EXERCISE AIM
Please reproduce all the records below word for word, leaving the pictures out of your answer.

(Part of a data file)
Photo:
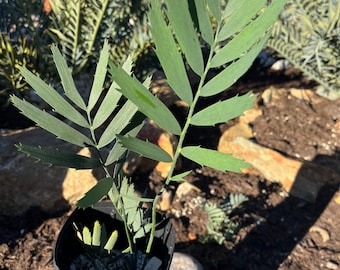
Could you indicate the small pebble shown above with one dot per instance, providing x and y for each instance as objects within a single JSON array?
[
  {"x": 181, "y": 261},
  {"x": 332, "y": 265}
]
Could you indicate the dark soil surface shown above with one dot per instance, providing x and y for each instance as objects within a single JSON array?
[{"x": 278, "y": 231}]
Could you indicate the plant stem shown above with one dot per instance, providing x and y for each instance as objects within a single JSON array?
[
  {"x": 180, "y": 141},
  {"x": 122, "y": 216}
]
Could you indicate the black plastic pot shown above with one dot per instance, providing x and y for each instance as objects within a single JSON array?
[{"x": 68, "y": 247}]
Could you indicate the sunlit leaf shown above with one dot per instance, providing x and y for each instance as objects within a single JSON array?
[
  {"x": 51, "y": 96},
  {"x": 59, "y": 158},
  {"x": 233, "y": 72},
  {"x": 180, "y": 177},
  {"x": 247, "y": 37},
  {"x": 237, "y": 14},
  {"x": 204, "y": 21},
  {"x": 215, "y": 8},
  {"x": 168, "y": 54},
  {"x": 51, "y": 123},
  {"x": 223, "y": 111},
  {"x": 214, "y": 159},
  {"x": 118, "y": 123},
  {"x": 179, "y": 15},
  {"x": 96, "y": 193},
  {"x": 146, "y": 149},
  {"x": 147, "y": 103},
  {"x": 66, "y": 78},
  {"x": 99, "y": 77},
  {"x": 111, "y": 98}
]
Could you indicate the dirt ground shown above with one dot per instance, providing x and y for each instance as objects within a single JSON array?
[{"x": 278, "y": 231}]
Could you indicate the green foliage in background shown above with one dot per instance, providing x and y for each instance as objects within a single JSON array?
[
  {"x": 220, "y": 226},
  {"x": 80, "y": 28},
  {"x": 241, "y": 31},
  {"x": 23, "y": 41},
  {"x": 308, "y": 35}
]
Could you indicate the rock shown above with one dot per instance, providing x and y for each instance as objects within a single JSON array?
[
  {"x": 300, "y": 179},
  {"x": 26, "y": 183},
  {"x": 154, "y": 134},
  {"x": 165, "y": 93},
  {"x": 181, "y": 261},
  {"x": 77, "y": 182}
]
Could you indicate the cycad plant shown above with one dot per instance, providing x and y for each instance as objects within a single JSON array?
[{"x": 240, "y": 33}]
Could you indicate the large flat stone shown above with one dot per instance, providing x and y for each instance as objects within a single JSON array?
[{"x": 300, "y": 179}]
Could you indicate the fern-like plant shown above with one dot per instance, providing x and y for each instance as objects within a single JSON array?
[
  {"x": 80, "y": 27},
  {"x": 307, "y": 34},
  {"x": 219, "y": 226},
  {"x": 22, "y": 42},
  {"x": 241, "y": 31}
]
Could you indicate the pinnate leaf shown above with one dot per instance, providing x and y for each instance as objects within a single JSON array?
[
  {"x": 146, "y": 149},
  {"x": 204, "y": 21},
  {"x": 66, "y": 78},
  {"x": 118, "y": 123},
  {"x": 52, "y": 97},
  {"x": 214, "y": 159},
  {"x": 99, "y": 77},
  {"x": 168, "y": 54},
  {"x": 96, "y": 193},
  {"x": 147, "y": 103},
  {"x": 223, "y": 111},
  {"x": 179, "y": 15},
  {"x": 237, "y": 14},
  {"x": 247, "y": 37},
  {"x": 56, "y": 157},
  {"x": 51, "y": 123}
]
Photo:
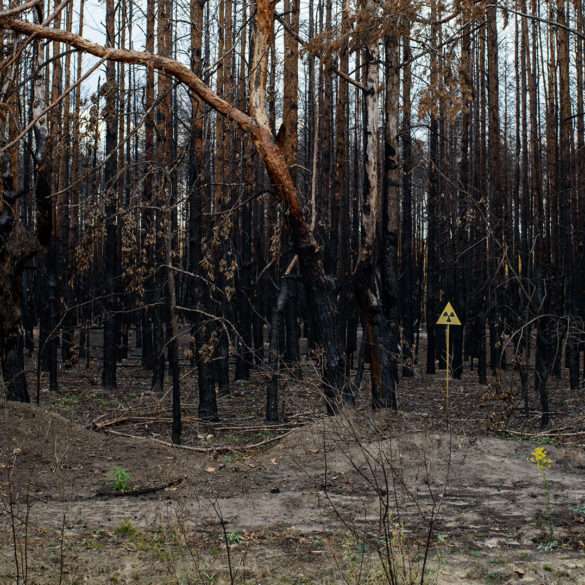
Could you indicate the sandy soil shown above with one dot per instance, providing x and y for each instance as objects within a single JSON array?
[{"x": 305, "y": 509}]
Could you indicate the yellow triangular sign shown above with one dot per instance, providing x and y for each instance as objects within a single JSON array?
[{"x": 448, "y": 316}]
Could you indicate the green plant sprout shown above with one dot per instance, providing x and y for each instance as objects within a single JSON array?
[
  {"x": 121, "y": 479},
  {"x": 543, "y": 462}
]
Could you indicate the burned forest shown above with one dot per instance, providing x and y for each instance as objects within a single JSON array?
[{"x": 292, "y": 292}]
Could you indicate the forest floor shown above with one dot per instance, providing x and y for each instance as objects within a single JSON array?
[{"x": 297, "y": 503}]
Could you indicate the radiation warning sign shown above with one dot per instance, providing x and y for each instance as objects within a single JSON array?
[{"x": 448, "y": 316}]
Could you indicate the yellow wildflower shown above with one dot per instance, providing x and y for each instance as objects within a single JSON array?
[{"x": 541, "y": 458}]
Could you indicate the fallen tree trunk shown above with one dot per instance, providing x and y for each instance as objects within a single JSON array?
[{"x": 319, "y": 288}]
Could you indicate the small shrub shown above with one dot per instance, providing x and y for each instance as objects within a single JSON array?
[
  {"x": 234, "y": 537},
  {"x": 126, "y": 529},
  {"x": 121, "y": 479}
]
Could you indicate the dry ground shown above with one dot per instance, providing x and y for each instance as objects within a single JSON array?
[{"x": 304, "y": 508}]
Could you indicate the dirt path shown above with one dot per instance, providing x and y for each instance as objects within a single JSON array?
[{"x": 320, "y": 482}]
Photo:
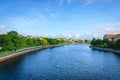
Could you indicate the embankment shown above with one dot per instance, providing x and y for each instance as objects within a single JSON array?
[
  {"x": 105, "y": 49},
  {"x": 22, "y": 52}
]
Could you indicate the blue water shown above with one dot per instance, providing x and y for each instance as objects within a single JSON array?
[{"x": 72, "y": 62}]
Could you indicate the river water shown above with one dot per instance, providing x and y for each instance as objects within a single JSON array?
[{"x": 71, "y": 62}]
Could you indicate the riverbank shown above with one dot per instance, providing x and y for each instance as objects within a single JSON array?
[
  {"x": 105, "y": 49},
  {"x": 25, "y": 51}
]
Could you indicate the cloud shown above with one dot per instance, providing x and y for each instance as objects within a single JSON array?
[
  {"x": 30, "y": 21},
  {"x": 50, "y": 12},
  {"x": 88, "y": 2},
  {"x": 61, "y": 2},
  {"x": 69, "y": 1},
  {"x": 2, "y": 26},
  {"x": 113, "y": 27}
]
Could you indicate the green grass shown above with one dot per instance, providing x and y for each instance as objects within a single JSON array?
[{"x": 4, "y": 52}]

TASK RESULT
Photo:
Could you indicate the small pebble shown above with one dot per instance, providing x and y for each instance as objects within a single JSON array?
[
  {"x": 181, "y": 261},
  {"x": 332, "y": 265}
]
Could you indicate the dark soil surface shown above with one dot per instance, providing x and y for each instance as objects within a single JSON array?
[{"x": 278, "y": 231}]
Could you indicate the plant stem shown above with one dot per instance, providing x and y for each instance as objects within a single JSON array?
[
  {"x": 180, "y": 141},
  {"x": 122, "y": 216}
]
Could you indicate the black plastic pot shown above with one dot per instance, providing x and y for each instance as objects within a single JSON array?
[{"x": 68, "y": 247}]
Could you indicate the sunlit leaf shown above with one dot per instance, providing x and y for each instance as objects within a single JSON array?
[
  {"x": 51, "y": 96},
  {"x": 59, "y": 158},
  {"x": 233, "y": 72},
  {"x": 180, "y": 177},
  {"x": 247, "y": 37},
  {"x": 237, "y": 14},
  {"x": 204, "y": 21},
  {"x": 215, "y": 8},
  {"x": 168, "y": 54},
  {"x": 51, "y": 123},
  {"x": 223, "y": 111},
  {"x": 214, "y": 159},
  {"x": 118, "y": 123},
  {"x": 179, "y": 15},
  {"x": 96, "y": 193},
  {"x": 146, "y": 149},
  {"x": 147, "y": 103},
  {"x": 66, "y": 78},
  {"x": 99, "y": 77},
  {"x": 111, "y": 98}
]
Could you indicate the dirt ground shown above with one dot per instance, providing x and y for each instance as objects within a single JSON array?
[{"x": 278, "y": 231}]
Could you indicate the green foliage in background shown above with one dot per instance, providing x and y for each instance as objects within a single JSON array?
[
  {"x": 220, "y": 226},
  {"x": 80, "y": 28},
  {"x": 241, "y": 31},
  {"x": 23, "y": 41},
  {"x": 308, "y": 35}
]
Could you indicate the rock shown above with one dot per instance, providing x and y for each instance as objects within a single JSON array?
[
  {"x": 300, "y": 179},
  {"x": 26, "y": 183},
  {"x": 154, "y": 134},
  {"x": 165, "y": 93},
  {"x": 181, "y": 261},
  {"x": 77, "y": 182}
]
Could you indicate the cycad plant shown above with one dot per instance, providing x and y for each instance as objects within a single JSON array?
[{"x": 240, "y": 33}]
Could you indicate the large flat stone shown above with one dot per instance, providing x and y for each instance as objects within a single JSON array?
[{"x": 300, "y": 179}]
Could you indicate the fern-like plant shown above with one dot per instance, providing x and y for each instance as objects within a single JSON array?
[
  {"x": 80, "y": 27},
  {"x": 307, "y": 34},
  {"x": 219, "y": 226},
  {"x": 22, "y": 42},
  {"x": 241, "y": 31}
]
Could you indicate the pinnate leaf shown above with one dot per instance, providing x and y for each instance as objects within a single JSON array?
[
  {"x": 146, "y": 149},
  {"x": 204, "y": 21},
  {"x": 66, "y": 78},
  {"x": 118, "y": 123},
  {"x": 52, "y": 97},
  {"x": 214, "y": 159},
  {"x": 99, "y": 77},
  {"x": 168, "y": 54},
  {"x": 96, "y": 193},
  {"x": 147, "y": 103},
  {"x": 223, "y": 111},
  {"x": 179, "y": 15},
  {"x": 237, "y": 14},
  {"x": 247, "y": 37},
  {"x": 56, "y": 157},
  {"x": 51, "y": 123}
]
Photo:
Could you indicate the sandy soil shown above with one dot per instance, providing x and y for each instance as objects within a single JSON array?
[{"x": 305, "y": 509}]
Could you indicate the yellow triangular sign shown above with one dot per instance, providing x and y for each instance as objects within a single JSON array?
[{"x": 448, "y": 316}]
Could you indicate the green plant sprout shown above with one dot per instance, providing x and y for each instance as objects within a single JSON array?
[
  {"x": 121, "y": 479},
  {"x": 543, "y": 462}
]
Could you indicate the burned forest shown above with one dot per instance, providing x and y for each instance as objects within a single JSON array?
[{"x": 292, "y": 292}]
Could you indicate the forest floor shown above with one dot per instance, providing x and y for each instance as objects within a single JSON array?
[{"x": 297, "y": 503}]
Could you indicate the radiation warning sign shown above with one dot per instance, providing x and y for each instance as objects within a single JSON array?
[{"x": 448, "y": 316}]
Could you indicate the yellow wildflower shown above with one dot per instance, providing x and y for each instance as objects within a single JSON array?
[{"x": 541, "y": 458}]
Could you indicate the fallen tree trunk shown above with one dot per instance, providing x and y for each instance as objects within a single JSON array?
[{"x": 319, "y": 288}]
Could you indicate the small shrub shown above with one dot per instance, providing x and y for each instance as objects within a single JSON array?
[
  {"x": 234, "y": 537},
  {"x": 126, "y": 529},
  {"x": 121, "y": 479}
]
Could you indicate the dry ground shown above with one dot per instance, providing x and y for each instance as objects within a single JSON array?
[{"x": 304, "y": 508}]
Could you indicate the dirt path shown above with one dot per instance, providing x and y for each instance as objects within a single JSON array?
[{"x": 320, "y": 482}]
Photo:
Could you indicate the embankment shown above with one dot per instance, providing x and y for each instance as objects within a single JSON array?
[
  {"x": 105, "y": 49},
  {"x": 22, "y": 52}
]
Could you indicate the blue water shown above with one dot per instance, providing x and y for each instance as objects within a single JSON array?
[{"x": 72, "y": 62}]
Could you indicate the river water shown above with one dot per instance, providing x and y for each instance as objects within a single JSON array?
[{"x": 71, "y": 62}]
Could you indicate the riverbank shown above with one dot per instance, providing x and y for each instance as objects within a single JSON array?
[
  {"x": 105, "y": 49},
  {"x": 25, "y": 51}
]
Could you indicate the cloud shown above with one dot per instance, providing x and y for each instance as objects within a single JSON array?
[
  {"x": 30, "y": 21},
  {"x": 50, "y": 12},
  {"x": 88, "y": 2},
  {"x": 61, "y": 2},
  {"x": 69, "y": 1},
  {"x": 2, "y": 26},
  {"x": 113, "y": 27}
]
Could you indicate the green grass shown above with one dot per instance, providing x and y for each instance as objects within a single JSON array?
[{"x": 4, "y": 52}]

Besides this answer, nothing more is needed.